→ TEXTE SOURCE:
Tribune, Unissons-nous contre la restriction de l’espace civique en Afrique francophone

La répression s’abat sur les voix dissidentes en Afrique francophone alors que la région va connaître de nombreuses élections cette année. Alors que plusieurs membres de Tournons la page sont actuellement en prison au Niger, le mouvement citoyen appelle à la mobilisation et à la solidarité !

Depuis plusieurs semaines, nous, militant.e.s des droits humains de toute l’Afrique,  observons avec crainte une restriction brutale de l’espace civique et une répression des acteurs de la société civile de l’espace francophone et particulièrement au au Togo, en Guinée, en Côte d’Ivoire et au Niger.

(Données enregistrées)
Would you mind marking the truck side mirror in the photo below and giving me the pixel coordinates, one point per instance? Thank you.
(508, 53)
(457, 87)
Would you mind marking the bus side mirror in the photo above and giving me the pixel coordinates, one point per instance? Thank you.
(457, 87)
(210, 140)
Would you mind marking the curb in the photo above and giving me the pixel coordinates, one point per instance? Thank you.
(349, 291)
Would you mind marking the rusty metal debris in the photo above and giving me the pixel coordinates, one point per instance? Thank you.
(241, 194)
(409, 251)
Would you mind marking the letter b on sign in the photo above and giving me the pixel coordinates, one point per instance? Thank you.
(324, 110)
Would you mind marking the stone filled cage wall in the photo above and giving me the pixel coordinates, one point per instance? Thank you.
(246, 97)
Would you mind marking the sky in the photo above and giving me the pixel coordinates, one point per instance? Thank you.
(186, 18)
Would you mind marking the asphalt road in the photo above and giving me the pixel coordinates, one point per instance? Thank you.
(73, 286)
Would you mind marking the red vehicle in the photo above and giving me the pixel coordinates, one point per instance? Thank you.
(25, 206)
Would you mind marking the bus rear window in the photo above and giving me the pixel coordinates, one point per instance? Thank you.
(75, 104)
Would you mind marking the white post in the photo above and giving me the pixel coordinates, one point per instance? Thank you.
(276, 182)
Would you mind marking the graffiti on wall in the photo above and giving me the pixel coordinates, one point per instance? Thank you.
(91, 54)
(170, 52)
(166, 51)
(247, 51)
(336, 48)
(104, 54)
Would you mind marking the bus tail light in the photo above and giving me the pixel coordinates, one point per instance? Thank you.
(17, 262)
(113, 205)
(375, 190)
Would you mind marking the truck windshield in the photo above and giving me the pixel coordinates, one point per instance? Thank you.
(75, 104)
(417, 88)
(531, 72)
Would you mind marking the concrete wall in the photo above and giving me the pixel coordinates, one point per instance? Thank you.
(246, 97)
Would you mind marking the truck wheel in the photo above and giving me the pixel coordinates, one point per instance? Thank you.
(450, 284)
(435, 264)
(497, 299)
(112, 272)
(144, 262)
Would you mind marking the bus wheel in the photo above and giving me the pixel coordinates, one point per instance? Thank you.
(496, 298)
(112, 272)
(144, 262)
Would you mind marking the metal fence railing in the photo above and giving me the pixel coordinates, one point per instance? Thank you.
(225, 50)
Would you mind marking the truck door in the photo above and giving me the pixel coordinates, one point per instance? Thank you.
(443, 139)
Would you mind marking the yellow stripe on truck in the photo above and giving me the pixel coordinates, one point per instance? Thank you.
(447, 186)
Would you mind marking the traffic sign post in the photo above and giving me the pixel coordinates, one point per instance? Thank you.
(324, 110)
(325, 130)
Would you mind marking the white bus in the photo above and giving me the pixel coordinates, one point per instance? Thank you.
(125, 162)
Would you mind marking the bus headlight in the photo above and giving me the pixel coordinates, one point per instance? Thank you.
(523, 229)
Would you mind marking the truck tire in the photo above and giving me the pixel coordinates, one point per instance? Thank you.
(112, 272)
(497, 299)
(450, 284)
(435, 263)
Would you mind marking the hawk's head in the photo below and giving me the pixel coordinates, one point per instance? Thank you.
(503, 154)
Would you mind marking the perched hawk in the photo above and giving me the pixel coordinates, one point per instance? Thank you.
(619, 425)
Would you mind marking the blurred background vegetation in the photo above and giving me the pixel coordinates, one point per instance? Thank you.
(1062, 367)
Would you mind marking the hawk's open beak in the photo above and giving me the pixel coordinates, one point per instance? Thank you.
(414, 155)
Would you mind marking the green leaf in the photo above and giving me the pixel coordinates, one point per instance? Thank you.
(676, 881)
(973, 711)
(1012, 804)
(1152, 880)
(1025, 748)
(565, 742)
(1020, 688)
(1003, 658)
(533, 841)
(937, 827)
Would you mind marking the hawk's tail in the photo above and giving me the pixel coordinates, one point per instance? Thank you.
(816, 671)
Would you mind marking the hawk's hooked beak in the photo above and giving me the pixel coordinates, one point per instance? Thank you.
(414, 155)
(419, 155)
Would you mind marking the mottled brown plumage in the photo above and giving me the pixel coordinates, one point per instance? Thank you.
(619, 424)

→ DÉFI: Extrayez du texte source, mot pour mot, le passage allant de « La répression s’abat » jusqu'à « et au Niger. » inclus. Appuyez-vous exclusivement sur le texte source.

→ SOLUTION PROPOSÉE:
La répression s’abat sur les voix dissidentes en Afrique francophone alors que la région va connaître de nombreuses élections cette année. Alors que plusieurs membres de Tournons la page sont actuellement en prison au Niger, le mouvement citoyen appelle à la mobilisation et à la solidarité !

Depuis plusieurs semaines, nous, militant.e.s des droits humains de toute l’Afrique,  observons avec crainte une restriction brutale de l’espace civique et une répression des acteurs de la société civile de l’espace francophone et particulièrement au au Togo, en Guinée, en Côte d’Ivoire et au Niger.